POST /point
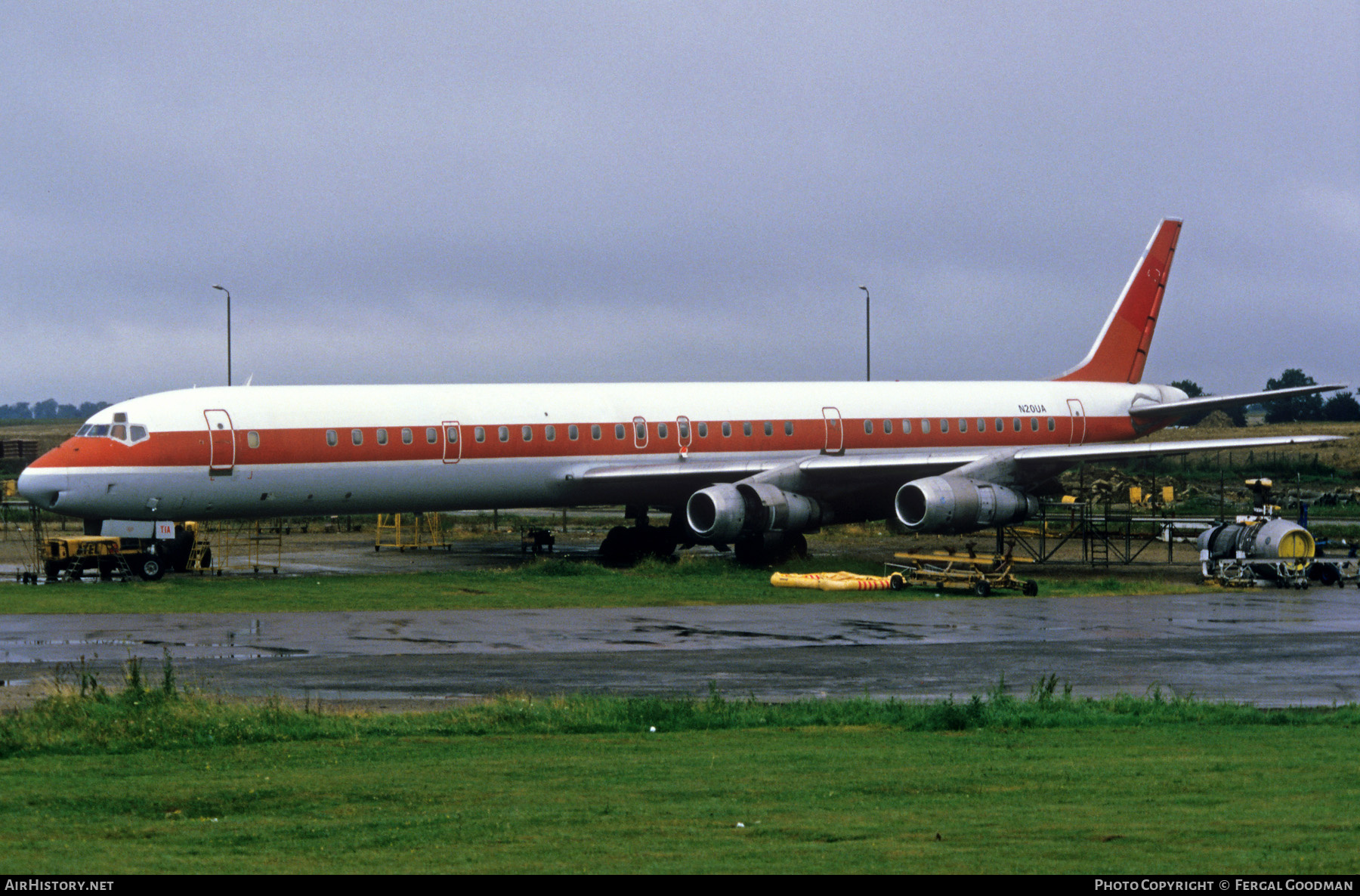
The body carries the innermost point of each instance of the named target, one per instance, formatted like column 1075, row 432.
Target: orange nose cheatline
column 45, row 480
--
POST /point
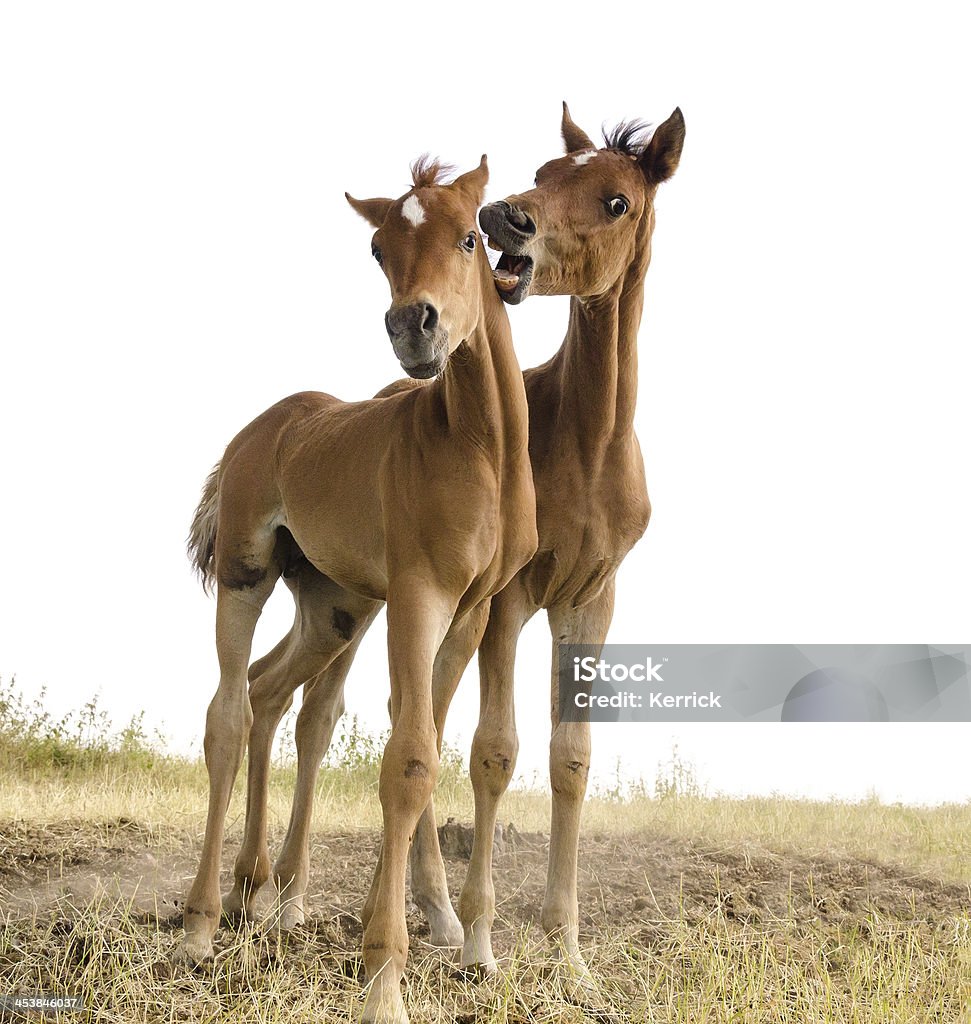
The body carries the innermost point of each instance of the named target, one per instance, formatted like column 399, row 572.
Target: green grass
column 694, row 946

§ TASK OBJECTIVE:
Pull out every line in the items above that contains the word "each", and copy those lines in full.

§ TASK SOLUTION:
The body carries the innermost point of each instance of the named target, one per instance, formatted like column 1075, row 432.
The body carries the innermost point of each instance of the named target, one per instance, formatted like column 399, row 572.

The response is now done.